Format every line of the material below as a numbered list, leaving out any blank lines.
+++ DATA ENTRIES
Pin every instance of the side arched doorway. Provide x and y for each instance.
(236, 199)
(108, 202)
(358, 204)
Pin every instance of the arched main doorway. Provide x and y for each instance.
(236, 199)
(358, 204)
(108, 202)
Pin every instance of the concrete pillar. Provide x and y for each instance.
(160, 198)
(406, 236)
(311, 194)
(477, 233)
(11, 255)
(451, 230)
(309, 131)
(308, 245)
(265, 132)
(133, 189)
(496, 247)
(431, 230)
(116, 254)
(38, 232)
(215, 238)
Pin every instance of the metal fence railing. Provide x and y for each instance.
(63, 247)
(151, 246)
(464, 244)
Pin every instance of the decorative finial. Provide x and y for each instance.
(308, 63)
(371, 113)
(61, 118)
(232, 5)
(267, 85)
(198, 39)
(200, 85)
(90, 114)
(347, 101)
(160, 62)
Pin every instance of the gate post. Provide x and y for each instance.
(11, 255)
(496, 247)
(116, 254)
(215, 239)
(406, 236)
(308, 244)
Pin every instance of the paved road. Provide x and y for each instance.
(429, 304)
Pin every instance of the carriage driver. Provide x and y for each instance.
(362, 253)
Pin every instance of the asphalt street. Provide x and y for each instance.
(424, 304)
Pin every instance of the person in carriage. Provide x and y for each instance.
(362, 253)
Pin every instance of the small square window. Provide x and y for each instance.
++++++
EXERCISE OUTPUT:
1. Pin every instance of the side arched doorway. Provide x and y for each instance.
2. (236, 199)
3. (108, 202)
4. (358, 204)
5. Pin every instance of the arched main doorway. Provide x and y for each instance.
6. (236, 199)
7. (358, 204)
8. (108, 202)
9. Pin every instance of the concrete pillar. Provide x and y for each instance.
10. (160, 198)
11. (406, 236)
12. (311, 194)
13. (477, 233)
14. (11, 255)
15. (451, 230)
16. (309, 131)
17. (308, 245)
18. (265, 132)
19. (133, 189)
20. (496, 247)
21. (431, 230)
22. (116, 254)
23. (38, 232)
24. (215, 238)
25. Pin every instance of the metal fence railing. Provide x and y for each instance.
26. (63, 247)
27. (151, 246)
28. (464, 244)
29. Pin every instance of the decorative finial. Provide x and y for each instance.
30. (308, 63)
31. (371, 113)
32. (61, 118)
33. (232, 5)
34. (267, 85)
35. (198, 39)
36. (200, 85)
37. (90, 114)
38. (347, 101)
39. (160, 62)
40. Pin every instance of the gate post. Provide x and y for each instance.
41. (11, 255)
42. (496, 247)
43. (116, 254)
44. (215, 239)
45. (406, 236)
46. (308, 244)
47. Pin every instance of the paved road. Provide x and y for each instance.
48. (429, 304)
49. Pin every instance of the carriage driver. Provide x and y for each instance.
50. (362, 253)
51. Pin every instance of the asphalt street. Provide x and y for each instance.
52. (424, 304)
53. Pin every instance of the person in carriage. Provide x and y for each instance.
54. (362, 253)
55. Pin every instance of the small square window. Provide x and y for each instance.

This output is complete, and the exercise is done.